What to produce:
Below are lines of data; restate word for word those running from the line containing "box: [146, 113, 150, 170]" to the line containing "positive clicks: (83, 153) (72, 154)", inclusive, and no others.

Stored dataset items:

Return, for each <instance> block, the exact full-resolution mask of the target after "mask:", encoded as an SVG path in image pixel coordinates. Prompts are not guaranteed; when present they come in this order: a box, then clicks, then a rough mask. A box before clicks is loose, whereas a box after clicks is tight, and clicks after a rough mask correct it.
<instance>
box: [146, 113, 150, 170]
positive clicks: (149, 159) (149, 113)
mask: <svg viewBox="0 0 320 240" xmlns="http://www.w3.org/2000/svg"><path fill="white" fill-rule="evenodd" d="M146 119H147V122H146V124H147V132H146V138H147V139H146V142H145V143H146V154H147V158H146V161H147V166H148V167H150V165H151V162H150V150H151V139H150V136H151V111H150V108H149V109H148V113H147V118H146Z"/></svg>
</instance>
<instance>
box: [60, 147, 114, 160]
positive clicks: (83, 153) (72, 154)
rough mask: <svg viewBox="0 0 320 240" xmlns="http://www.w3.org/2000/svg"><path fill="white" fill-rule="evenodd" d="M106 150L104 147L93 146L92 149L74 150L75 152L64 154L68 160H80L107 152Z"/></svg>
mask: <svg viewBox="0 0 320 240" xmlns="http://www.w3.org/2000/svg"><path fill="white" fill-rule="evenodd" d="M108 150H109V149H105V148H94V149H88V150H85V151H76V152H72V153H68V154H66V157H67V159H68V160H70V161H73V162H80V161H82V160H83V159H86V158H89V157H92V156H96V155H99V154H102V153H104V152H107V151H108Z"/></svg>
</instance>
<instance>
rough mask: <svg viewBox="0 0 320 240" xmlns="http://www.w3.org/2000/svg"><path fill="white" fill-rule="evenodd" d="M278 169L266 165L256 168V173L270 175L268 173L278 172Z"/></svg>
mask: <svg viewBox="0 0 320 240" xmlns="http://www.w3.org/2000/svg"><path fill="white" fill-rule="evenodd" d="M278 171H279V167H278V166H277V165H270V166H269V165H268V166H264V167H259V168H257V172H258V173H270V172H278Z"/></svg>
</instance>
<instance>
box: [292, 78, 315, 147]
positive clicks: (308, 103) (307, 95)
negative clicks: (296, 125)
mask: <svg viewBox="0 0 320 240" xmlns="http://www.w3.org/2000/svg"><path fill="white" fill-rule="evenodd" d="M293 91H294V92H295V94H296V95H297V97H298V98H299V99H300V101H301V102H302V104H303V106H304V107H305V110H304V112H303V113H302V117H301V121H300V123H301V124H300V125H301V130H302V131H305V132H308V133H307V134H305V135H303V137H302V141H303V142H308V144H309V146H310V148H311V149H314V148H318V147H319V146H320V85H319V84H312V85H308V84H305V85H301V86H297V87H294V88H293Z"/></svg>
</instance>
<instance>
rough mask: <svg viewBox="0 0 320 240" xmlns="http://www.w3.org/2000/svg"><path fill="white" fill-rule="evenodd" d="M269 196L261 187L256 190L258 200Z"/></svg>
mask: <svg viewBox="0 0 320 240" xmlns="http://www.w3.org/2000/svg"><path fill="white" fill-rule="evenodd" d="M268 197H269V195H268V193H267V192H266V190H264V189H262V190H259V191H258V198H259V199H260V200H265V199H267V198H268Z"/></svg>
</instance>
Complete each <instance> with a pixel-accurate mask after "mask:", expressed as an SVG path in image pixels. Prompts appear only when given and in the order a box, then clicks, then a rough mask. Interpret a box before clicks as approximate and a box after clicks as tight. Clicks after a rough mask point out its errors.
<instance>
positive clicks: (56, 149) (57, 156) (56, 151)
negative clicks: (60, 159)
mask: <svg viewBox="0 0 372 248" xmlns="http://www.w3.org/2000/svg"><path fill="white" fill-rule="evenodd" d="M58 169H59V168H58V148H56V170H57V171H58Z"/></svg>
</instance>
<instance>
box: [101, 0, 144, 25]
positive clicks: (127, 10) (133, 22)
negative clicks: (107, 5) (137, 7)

Response area:
box: [146, 113, 150, 170]
positive clicks: (149, 159) (149, 113)
mask: <svg viewBox="0 0 320 240" xmlns="http://www.w3.org/2000/svg"><path fill="white" fill-rule="evenodd" d="M146 119H147V122H146V124H147V132H146V138H147V139H146V142H145V143H146V154H147V158H146V161H147V166H148V167H150V165H151V162H150V150H151V139H150V136H151V111H150V108H149V109H148V113H147V118H146Z"/></svg>
</instance>
<instance>
box: [60, 147, 114, 160]
positive clicks: (83, 153) (72, 154)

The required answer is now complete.